REQUIRED ACTION:
From the travel blog post, write out the passage starting with "Sorry everyone for" and going on through "of yesterday's blog.", word for word.

SUPPLIED TEXT:

______

It's All Good

Sorry everyone for no blog going up yesterday, WiFi issues prevented our usual daily summary from going up. So here comes a late edition of yesterday's blog.

We took a break from our normal daily routine for a special day trip, as we went to Guatemala City for the day. We were met early in the morning by our tour guide Matt, who was from the Safe Passage organization. Safe Passage operates out of Guatemala City, and their mission is to improve the lives of the families living in the garbage dump there. The dump in Guatemala City is one of the largest in the world, and thousands of people work and live within it, most earning less than $4 a day.

Safe Passage was established to give the children there a place to go to school, and has grown into a preschool, primary/secondary school, health clinic, and mothers program where single mothers who live in the dump can make and sell homemade merchandise. We got to tour all of this, and spent all morning taking it in. From the cemetery around the dump where there are giant tombs mixed in with the simple wooden crosses, to the dump itself, to the school, it was a really enriching experience for everyone. Nick interviewed a lot of people about it, so you'll probably see some good video footage when we get back of the whole day (He's also fine, sorry Nick's mom for the scare). We had lunch at the Safe Passage school with the kids, and then headed back on the winding roads to Antigua. (More information on Safe Passage can be found at:

When we got back to the house, we took quick naps and then got ice cream and roamed the markets, before heading back to Mari's for an early dinner. Immediately following dinner, one of Mike's friends who lives close by named Patricia stopped by to tell us about what she does here in Antigua. She works as an advocate for disabled people in Guatemala, as they have very few laws here that help disabled people at all. In addition to a lack of laws, the culture here sees disabled people as either a curse, or punishment, so disabled children are looked down upon and left on there own. Patricia operates a house where three disabled men, each with incredibly sad stories, live with the assistance of volunteers. She is planning to expand to a larger house soon where she can take in more people, and continue to improve their lives. Patricia also teaches at a school for the learning disabled and physically disabled in a small village near Antigua, where she built the school specifically to give disabled children the chance to get an education. It was a really interesting talk that made us all realize how different things are here from the US.

______

[Referring expression pointing data]
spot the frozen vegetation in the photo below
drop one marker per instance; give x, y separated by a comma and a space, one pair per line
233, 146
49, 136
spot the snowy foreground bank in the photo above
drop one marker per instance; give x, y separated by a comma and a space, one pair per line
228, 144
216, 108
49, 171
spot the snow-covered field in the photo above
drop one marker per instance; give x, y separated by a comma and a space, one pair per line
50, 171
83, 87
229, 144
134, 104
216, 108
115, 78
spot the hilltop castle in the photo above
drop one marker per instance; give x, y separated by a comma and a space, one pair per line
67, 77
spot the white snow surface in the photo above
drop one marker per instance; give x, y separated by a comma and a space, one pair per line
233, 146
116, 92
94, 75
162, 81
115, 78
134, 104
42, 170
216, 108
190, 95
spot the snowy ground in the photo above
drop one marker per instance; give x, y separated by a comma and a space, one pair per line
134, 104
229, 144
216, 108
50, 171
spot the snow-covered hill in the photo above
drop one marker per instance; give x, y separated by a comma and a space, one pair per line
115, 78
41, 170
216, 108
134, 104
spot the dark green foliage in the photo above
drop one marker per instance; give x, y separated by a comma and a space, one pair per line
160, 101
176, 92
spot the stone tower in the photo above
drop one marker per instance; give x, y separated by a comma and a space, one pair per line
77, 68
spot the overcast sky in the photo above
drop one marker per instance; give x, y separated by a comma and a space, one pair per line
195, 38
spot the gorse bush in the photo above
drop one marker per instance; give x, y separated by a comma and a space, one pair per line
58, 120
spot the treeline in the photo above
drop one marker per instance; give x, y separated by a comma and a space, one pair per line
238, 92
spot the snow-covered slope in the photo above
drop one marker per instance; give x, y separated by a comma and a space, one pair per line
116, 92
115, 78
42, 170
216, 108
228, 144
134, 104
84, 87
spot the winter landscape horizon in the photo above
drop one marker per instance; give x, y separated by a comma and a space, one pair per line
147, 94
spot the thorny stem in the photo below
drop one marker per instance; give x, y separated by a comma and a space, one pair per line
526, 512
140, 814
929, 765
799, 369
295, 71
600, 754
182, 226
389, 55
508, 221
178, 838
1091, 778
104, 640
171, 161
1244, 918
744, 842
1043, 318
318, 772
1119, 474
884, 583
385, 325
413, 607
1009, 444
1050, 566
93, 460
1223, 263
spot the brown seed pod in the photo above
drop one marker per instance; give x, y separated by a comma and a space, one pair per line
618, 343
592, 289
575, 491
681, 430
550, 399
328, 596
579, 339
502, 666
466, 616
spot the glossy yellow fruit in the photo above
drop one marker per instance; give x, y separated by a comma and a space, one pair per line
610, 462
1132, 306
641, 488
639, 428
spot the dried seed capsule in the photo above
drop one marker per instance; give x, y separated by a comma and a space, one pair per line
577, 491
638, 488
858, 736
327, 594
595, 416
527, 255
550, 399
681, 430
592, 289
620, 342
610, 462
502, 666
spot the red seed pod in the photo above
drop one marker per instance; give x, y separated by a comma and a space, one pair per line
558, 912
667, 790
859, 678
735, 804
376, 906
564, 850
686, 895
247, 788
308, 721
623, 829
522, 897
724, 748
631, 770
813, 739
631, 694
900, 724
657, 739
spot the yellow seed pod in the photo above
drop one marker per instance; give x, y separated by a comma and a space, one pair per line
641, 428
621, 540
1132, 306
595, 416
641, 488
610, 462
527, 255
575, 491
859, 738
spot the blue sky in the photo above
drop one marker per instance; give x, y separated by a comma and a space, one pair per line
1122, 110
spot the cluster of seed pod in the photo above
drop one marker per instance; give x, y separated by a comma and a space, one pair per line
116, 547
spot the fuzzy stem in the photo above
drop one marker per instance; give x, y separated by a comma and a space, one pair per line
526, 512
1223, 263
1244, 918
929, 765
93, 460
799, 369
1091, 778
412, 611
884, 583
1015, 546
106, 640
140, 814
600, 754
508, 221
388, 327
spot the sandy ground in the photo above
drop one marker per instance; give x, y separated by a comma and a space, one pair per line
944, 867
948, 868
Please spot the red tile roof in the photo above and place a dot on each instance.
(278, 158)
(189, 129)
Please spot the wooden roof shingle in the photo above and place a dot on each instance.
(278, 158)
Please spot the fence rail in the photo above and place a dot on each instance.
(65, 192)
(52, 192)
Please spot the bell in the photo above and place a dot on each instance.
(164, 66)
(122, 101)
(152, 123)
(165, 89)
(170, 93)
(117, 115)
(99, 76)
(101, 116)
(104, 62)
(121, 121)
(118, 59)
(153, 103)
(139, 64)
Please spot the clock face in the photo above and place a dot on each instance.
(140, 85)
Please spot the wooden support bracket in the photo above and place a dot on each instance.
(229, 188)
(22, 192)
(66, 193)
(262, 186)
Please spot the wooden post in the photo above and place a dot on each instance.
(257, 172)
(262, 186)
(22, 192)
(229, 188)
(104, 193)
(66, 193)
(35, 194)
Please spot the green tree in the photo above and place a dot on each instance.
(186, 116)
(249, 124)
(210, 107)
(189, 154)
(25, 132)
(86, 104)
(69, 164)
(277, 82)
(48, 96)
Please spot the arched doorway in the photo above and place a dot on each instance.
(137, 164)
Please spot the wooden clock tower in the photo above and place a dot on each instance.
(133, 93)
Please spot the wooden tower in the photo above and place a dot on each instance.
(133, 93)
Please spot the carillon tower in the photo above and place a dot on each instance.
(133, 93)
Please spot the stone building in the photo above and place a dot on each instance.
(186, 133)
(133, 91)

______

OUTPUT FOR THIS EXERCISE:
Sorry everyone for no blog going up yesterday, WiFi issues prevented our usual daily summary from going up. So here comes a late edition of yesterday's blog.